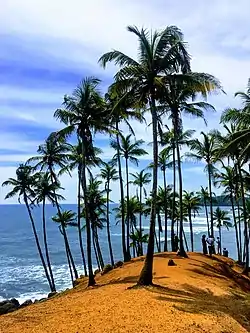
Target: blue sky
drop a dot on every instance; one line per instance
(47, 47)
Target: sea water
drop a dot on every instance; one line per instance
(21, 273)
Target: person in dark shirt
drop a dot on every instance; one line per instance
(204, 244)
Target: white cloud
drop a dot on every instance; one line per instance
(75, 33)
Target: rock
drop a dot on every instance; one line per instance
(42, 300)
(171, 262)
(107, 268)
(15, 302)
(53, 293)
(8, 306)
(76, 282)
(118, 264)
(26, 303)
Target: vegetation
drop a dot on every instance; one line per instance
(161, 86)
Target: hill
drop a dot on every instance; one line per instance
(197, 295)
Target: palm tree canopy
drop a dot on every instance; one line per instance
(128, 149)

◆ WORK ITEM: Copy each entry exactly as written. Images should not appear in the copy.

◆ WRITTEN REPLY:
Target: blue sky
drop a dot on every instance; one line per instance
(47, 47)
Target: sea water
drop a dot on every instance; one line per instance
(21, 273)
Target: person in dark shirt
drop a dot on every instance; one line per instance
(204, 244)
Target: white cloud
drop a dot on every instance; one line per instance
(75, 33)
Target: rock
drop a dot on every instance; one line per instance
(42, 300)
(171, 262)
(107, 268)
(15, 302)
(53, 293)
(8, 306)
(76, 282)
(118, 264)
(26, 303)
Target: vegetation
drop a dot on every instance; one line per instance
(161, 86)
Target: hill
drop a dot on every instance; one line per instance
(197, 295)
Target: palm tree canopy
drop a dot on every instance; one line per instance
(128, 149)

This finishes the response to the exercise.